*Exercise objective:* Render the records below as a Markdown table with the columns Row and Record line, one numbered row per line, skipping blank lines and omitting any picture. Begin at the line that has "Tag the distant" and stop after the line that has "[(116, 88)]".
** START Entries shown **
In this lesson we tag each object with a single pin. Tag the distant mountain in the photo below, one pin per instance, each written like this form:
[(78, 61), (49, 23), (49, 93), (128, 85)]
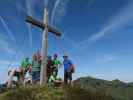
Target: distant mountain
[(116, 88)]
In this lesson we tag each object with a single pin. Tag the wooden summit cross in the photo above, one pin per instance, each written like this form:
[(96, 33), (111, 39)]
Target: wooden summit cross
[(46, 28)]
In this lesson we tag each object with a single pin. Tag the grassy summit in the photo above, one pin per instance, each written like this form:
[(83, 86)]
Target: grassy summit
** END Entries shown **
** START Entries shown **
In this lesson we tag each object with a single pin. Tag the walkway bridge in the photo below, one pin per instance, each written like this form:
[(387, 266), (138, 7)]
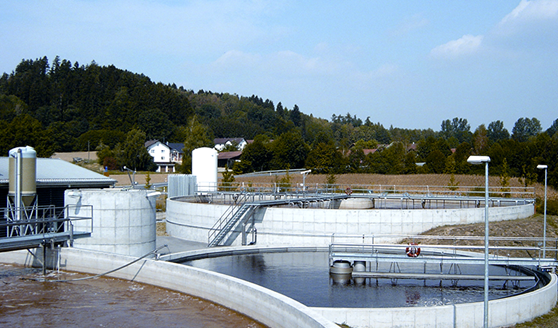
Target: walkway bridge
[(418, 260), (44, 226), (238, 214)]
** END Entries shown **
** START Entries shown **
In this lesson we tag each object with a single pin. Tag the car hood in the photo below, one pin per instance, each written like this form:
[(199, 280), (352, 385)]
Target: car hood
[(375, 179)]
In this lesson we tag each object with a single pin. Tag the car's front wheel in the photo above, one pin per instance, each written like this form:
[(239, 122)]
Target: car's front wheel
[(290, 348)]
** END Entries shown **
*Right answer:*
| Row | Record line |
|---|---|
| 1 | In this lesson we tag each object with a single pin. Tag the distant mountain in the photo below, one pin per instance, each written like this form: |
| 2 | [(78, 61), (49, 23), (49, 93), (128, 85)] |
| 3 | Target: distant mountain |
| 4 | [(116, 88)] |